Short exercise – Pick out every line in the listing below that contains the word "white". Matches must agree in case.

Record excerpts –
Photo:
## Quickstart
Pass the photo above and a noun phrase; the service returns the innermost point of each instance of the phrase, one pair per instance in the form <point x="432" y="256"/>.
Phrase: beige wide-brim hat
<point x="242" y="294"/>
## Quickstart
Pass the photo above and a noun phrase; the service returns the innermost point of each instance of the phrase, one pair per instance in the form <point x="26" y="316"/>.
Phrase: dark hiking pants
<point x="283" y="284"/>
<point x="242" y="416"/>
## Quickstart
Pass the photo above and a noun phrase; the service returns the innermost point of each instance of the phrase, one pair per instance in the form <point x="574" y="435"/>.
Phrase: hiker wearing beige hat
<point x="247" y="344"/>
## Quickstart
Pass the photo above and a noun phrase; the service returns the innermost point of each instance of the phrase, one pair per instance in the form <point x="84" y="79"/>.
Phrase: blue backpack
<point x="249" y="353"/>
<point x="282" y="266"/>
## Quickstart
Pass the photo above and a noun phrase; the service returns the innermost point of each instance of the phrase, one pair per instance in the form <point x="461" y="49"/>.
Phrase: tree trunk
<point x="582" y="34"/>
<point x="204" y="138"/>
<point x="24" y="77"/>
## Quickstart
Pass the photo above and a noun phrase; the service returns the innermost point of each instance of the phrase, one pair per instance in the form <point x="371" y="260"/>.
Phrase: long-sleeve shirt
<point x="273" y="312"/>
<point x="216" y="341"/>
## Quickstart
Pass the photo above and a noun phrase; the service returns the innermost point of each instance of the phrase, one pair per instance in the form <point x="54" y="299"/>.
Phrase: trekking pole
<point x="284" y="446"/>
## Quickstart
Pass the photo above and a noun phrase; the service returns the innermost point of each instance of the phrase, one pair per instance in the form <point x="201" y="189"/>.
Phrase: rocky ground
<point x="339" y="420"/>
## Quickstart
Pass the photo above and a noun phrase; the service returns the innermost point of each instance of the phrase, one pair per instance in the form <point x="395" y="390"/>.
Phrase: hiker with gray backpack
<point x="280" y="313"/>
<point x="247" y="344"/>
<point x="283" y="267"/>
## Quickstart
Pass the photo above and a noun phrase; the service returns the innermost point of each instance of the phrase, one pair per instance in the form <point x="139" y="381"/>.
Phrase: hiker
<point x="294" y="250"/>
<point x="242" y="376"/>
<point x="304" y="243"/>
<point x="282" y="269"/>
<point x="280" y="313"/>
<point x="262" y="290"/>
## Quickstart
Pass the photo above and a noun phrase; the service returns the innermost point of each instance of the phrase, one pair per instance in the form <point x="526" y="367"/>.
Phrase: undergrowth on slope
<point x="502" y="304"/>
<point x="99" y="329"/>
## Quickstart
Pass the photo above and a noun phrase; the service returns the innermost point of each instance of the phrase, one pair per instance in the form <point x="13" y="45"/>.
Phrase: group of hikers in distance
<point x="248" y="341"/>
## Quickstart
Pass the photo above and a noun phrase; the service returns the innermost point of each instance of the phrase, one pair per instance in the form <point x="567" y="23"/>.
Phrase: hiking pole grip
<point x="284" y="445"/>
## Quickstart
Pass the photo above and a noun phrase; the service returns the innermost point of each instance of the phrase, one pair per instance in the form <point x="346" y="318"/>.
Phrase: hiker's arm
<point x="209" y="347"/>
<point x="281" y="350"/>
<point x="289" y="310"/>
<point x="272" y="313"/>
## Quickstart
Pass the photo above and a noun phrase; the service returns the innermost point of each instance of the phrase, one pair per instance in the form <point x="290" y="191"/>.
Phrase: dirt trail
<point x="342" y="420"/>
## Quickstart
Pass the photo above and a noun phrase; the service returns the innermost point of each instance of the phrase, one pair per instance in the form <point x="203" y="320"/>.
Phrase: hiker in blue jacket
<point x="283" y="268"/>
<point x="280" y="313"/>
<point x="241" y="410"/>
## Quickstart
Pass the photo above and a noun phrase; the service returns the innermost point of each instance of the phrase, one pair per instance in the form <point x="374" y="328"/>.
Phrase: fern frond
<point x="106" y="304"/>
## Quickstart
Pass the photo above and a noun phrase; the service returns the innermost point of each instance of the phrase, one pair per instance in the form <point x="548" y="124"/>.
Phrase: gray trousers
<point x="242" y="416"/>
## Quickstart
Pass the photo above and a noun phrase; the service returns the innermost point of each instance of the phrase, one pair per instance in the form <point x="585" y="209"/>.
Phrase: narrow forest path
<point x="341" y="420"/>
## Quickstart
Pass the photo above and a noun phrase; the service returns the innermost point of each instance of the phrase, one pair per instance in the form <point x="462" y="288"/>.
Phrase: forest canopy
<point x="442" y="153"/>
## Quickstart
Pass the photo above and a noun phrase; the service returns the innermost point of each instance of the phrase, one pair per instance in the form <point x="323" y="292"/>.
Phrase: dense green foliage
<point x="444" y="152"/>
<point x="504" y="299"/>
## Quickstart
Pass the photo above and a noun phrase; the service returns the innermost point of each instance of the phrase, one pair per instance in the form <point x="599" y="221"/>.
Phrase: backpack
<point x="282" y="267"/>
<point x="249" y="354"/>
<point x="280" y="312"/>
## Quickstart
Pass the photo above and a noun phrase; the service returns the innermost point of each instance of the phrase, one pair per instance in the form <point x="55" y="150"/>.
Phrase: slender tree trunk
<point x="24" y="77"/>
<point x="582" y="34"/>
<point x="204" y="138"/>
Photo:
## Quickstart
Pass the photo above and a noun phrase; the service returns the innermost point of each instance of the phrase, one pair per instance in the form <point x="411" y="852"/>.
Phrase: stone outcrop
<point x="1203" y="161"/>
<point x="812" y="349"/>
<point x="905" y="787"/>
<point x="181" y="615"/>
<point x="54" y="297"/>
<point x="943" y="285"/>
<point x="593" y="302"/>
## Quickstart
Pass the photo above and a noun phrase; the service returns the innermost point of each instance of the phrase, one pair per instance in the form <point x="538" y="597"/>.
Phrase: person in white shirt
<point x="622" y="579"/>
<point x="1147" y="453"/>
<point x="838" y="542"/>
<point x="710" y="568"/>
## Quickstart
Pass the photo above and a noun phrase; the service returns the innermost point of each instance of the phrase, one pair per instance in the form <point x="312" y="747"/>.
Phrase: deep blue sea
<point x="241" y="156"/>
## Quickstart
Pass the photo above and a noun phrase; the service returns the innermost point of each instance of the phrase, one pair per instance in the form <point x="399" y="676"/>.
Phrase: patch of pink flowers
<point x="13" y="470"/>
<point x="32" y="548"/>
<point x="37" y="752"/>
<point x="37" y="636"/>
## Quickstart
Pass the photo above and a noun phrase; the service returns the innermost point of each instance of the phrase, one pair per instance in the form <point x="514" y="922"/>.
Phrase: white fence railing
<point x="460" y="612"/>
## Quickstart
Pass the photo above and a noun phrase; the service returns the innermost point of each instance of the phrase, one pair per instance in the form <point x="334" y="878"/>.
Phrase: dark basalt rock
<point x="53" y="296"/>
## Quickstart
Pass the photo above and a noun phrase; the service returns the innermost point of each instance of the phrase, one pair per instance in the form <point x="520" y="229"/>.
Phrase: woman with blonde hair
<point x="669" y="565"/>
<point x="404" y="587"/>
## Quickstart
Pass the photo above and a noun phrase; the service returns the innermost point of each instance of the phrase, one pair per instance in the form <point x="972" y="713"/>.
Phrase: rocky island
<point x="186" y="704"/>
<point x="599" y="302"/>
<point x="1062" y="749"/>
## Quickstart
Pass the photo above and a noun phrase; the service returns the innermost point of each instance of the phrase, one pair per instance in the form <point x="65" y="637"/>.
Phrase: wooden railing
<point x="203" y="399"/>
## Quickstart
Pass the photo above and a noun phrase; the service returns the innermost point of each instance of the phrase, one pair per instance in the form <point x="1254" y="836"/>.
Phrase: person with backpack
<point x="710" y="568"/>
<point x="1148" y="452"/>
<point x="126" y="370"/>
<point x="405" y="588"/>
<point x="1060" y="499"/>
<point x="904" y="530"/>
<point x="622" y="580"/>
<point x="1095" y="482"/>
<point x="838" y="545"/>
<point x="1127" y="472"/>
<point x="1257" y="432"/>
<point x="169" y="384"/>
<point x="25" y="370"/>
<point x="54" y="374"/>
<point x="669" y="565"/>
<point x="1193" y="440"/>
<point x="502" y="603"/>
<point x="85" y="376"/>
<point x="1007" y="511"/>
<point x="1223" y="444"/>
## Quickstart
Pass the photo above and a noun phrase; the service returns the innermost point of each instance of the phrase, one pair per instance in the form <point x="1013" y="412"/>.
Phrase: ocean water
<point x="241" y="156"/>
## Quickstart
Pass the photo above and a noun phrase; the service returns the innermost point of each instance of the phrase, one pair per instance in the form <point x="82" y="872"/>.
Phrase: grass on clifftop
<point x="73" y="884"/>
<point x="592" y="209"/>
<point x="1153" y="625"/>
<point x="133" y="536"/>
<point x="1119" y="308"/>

Answer below –
Phrase: person in white shirt
Phrase: white fence railing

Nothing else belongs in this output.